*WHAT IS NEEDED*
Resume the notebook on classifying AG News titles and descriptions, starting right after its final line of code.

Dataset downloaded from https://www.kaggle.com/amananandrai/ag-news-classification-dataset

In [32]:
import os
import pandas as pd
import json
import re
import tensorflow as tf
import numpy as np
import matplotlib.pyplot as plt
from keras.preprocessing.text import Tokenizer
from keras import Model
from keras.layers import concatenate

In [5]:
df = pd.read_csv('train.csv')

The dataframe has two text columns. We could concatenate them together as a single entry, but common sense tells us they are qualitatively different fields that have their own separate word distributions. Let's build a concetenation model to treat both fields as separate features.

In [None]:
df.head()

Unnamed: 0,Class Index,Title,Description
0,3,Wall St. Bears Claw Back Into the Black (Reuters),"Reuters - Short-sellers, Wall Street's dwindli..."
1,3,Carlyle Looks Toward Commercial Aerospace (Reu...,Reuters - Private investment firm Carlyle Grou...
2,3,Oil and Economy Cloud Stocks' Outlook (Reuters),Reuters - Soaring crude prices plus worries\ab...
3,3,Iraq Halts Oil Exports from Main Southern Pipe...,Reuters - Authorities have halted oil export\f...
4,3,"Oil prices soar to all-time record, posing new...","AFP - Tearaway world oil prices, toppling reco..."


We'll keep track of hyperparameters and other useful details related to this run in a text log. Let's define these values as constants here.

In [None]:
NOTES = ''
LEN = len(df)
SPLIT = 0.9
LAYERS = 2
DROPOUT = 0.5
BATCH = 100
EPOCHS = 5
SMOOTHING = 0.1
NODES_1 = 100
NODES_2 = 32
NODES_3 = 0

In [20]:
log = pd.read_csv('text_and_title.csv')

X = df['Description']
Y = pd.get_dummies(df['Class Index'])

X2 = df['Title']

In [21]:
encoder = tf.keras.layers.TextVectorization(
    max_tokens=None)

encoder.adapt(X)

encoder2 = tf.keras.layers.TextVectorization(
    max_tokens=None)

encoder2.adapt(X2)

In [22]:
mod = tf.keras.Sequential()

mod.add(tf.keras.Input(shape=(1,), dtype=tf.string))
mod.add(encoder)
mod.add(tf.keras.layers.Embedding(len(encoder.get_vocabulary()), NODES_1, mask_zero=True))
mod.add(tf.keras.layers.Bidirectional(tf.keras.layers.LSTM(NODES_1,  return_sequences=True)))
mod.add(tf.keras.layers.Bidirectional(tf.keras.layers.LSTM(NODES_2)))

In [23]:
mod2 = tf.keras.Sequential()

mod2.add(tf.keras.Input(shape=(1,), dtype=tf.string))
mod2.add(encoder2)
mod2.add(tf.keras.layers.Embedding(len(encoder.get_vocabulary()), NODES_1, mask_zero=True))

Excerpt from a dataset

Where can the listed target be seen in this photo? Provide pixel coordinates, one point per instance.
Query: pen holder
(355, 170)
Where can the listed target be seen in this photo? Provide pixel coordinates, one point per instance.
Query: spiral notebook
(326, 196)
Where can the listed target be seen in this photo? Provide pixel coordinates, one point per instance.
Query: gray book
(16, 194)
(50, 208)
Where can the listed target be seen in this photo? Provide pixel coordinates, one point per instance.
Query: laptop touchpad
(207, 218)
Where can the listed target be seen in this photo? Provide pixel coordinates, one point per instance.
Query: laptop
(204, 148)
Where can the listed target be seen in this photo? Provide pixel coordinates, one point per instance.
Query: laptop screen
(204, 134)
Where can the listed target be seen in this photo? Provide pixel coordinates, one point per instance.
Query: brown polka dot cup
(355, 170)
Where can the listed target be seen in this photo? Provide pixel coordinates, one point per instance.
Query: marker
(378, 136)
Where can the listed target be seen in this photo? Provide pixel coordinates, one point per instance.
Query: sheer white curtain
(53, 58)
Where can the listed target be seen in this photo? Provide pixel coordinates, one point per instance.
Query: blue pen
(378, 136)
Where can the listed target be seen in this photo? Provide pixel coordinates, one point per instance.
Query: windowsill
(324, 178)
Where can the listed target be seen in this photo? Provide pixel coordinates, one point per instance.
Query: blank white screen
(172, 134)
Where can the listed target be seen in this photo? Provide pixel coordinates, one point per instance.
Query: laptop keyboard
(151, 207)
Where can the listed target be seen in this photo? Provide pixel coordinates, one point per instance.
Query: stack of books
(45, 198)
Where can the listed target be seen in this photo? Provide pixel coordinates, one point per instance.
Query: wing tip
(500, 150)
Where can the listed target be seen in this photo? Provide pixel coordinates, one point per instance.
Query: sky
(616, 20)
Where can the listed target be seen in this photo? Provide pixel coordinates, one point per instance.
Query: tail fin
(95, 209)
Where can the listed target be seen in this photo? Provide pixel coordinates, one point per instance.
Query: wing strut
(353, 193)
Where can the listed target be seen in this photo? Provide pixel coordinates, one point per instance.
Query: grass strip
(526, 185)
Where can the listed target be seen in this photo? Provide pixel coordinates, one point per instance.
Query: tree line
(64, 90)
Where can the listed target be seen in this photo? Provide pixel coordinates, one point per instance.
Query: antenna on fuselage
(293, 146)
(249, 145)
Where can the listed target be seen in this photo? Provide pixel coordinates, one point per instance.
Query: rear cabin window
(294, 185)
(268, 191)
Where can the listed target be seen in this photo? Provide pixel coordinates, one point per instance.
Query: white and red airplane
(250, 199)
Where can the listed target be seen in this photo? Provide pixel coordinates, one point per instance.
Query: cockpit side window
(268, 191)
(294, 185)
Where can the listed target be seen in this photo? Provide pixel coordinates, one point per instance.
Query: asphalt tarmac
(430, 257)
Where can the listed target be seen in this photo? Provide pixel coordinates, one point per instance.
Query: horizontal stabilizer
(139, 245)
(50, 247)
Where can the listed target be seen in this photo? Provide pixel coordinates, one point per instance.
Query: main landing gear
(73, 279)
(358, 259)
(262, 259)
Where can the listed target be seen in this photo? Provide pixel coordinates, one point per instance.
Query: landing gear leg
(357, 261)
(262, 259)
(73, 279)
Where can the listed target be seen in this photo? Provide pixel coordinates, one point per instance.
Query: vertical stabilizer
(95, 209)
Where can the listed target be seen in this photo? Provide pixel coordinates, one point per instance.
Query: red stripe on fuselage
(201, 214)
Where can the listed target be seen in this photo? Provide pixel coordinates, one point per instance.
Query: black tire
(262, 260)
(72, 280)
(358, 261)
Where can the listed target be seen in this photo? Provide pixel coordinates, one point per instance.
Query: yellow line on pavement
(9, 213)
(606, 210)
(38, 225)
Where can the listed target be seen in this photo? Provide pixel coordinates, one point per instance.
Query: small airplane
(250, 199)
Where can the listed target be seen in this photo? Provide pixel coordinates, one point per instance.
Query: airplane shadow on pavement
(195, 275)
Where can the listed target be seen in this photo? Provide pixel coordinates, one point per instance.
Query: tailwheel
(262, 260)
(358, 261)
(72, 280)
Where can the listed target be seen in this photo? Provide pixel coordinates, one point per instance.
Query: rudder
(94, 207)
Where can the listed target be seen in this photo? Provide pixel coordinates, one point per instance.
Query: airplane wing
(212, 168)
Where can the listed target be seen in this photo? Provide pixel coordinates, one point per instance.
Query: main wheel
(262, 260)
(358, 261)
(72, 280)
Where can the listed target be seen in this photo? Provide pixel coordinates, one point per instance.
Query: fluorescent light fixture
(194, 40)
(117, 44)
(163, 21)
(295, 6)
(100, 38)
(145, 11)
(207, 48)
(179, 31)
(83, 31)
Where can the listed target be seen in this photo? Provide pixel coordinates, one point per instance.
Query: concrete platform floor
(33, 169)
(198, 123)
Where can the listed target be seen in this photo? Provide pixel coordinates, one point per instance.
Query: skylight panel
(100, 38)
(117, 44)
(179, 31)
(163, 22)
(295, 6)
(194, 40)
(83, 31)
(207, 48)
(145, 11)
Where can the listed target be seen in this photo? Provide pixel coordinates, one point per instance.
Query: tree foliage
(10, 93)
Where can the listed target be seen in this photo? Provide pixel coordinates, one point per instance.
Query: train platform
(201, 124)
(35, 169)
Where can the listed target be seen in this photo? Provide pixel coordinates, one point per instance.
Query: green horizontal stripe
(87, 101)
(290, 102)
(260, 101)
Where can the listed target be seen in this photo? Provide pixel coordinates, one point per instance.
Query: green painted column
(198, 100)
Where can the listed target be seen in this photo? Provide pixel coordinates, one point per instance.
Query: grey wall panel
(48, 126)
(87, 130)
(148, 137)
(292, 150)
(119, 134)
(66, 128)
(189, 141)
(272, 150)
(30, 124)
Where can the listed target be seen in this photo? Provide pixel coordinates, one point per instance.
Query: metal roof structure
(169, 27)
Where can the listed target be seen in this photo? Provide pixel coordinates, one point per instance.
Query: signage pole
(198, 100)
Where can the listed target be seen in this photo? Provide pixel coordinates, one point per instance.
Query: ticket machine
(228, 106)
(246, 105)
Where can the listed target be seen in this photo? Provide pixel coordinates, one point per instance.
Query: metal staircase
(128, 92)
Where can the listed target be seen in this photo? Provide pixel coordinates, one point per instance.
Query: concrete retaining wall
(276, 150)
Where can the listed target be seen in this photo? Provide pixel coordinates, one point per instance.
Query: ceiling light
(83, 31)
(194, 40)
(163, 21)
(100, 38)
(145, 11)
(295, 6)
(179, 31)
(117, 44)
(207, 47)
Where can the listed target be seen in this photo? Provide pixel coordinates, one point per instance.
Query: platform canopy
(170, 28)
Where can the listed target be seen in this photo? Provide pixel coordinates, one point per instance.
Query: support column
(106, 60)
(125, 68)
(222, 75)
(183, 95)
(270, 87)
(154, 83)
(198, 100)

*OUTPUT OF THE TASK*
mod2.add(tf.keras.layers.Bidirectional(tf.keras.layers.LSTM(NODES_1,  return_sequences=True)))
mod2.add(tf.keras.layers.Bidirectional(tf.keras.layers.LSTM(NODES_2)))

In [24]:
model_concat = concatenate([mod.output,mod2.output])
model_concat = tf.keras.layers.Dense(NODES_2, activation='relu')(model_concat)
model_concat = tf.keras.layers.Dropout(DROPOUT)(model_concat)
model_concat = tf.keras.layers.Dense(Y.shape[1], activation='softmax')(model_concat)

model = Model(inputs=[mod.input, mod2.input], outputs=model_concat)

model.compile(loss=tf.keras.losses.CategoricalCrossentropy(label_smoothing=SMOOTHING, from_logits=False),
            optimizer=tf.keras.optimizers.Adam(1e-4),
            metrics=([tf.keras.metrics.CategoricalCrossentropy(name='CatCrossentropy'), 
            tf.keras.metrics.CategoricalAccuracy(name='CatAccuracy'),
            tf.keras.metrics.Recall(name='Recall')]))

In [25]:
model.summary()

Model: "model"
__________________________________________________________________________________________________
 Layer (type)                   Output Shape         Param #     Connected to                     
 input_1 (InputLayer)           [(None, 1)]          0           []                               
                                                                                                  
 input_2 (InputLayer)           [(None, 1)]          0           []                               
                                                                                                  
 text_vectorization (TextVector  (None, None)        0           ['input_1[0][0]']                
 ization)                                                                                         
                                                                                                  
 text_vectorization_1 (TextVect  (None, None)        0           ['input_2[0][0]']            

In [26]:
history = model.fit(x=[X.values, X2.values], y=Y.values, batch_size = BATCH, epochs=EPOCHS,
    validation_split=SPLIT, verbose=True)

Epoch 1/5
Epoch 2/5
Epoch 3/5
Epoch 4/5
Epoch 5/5


In [10]:
pred = model.predict([df['Description'], df['Title']])
pred = pd.Series(np.argmax(pred, axis=1))
pred += 1
df['pred'] = pred


ACC = len(df[df['pred']==df['Class Index']])/len(df)
print(ACC)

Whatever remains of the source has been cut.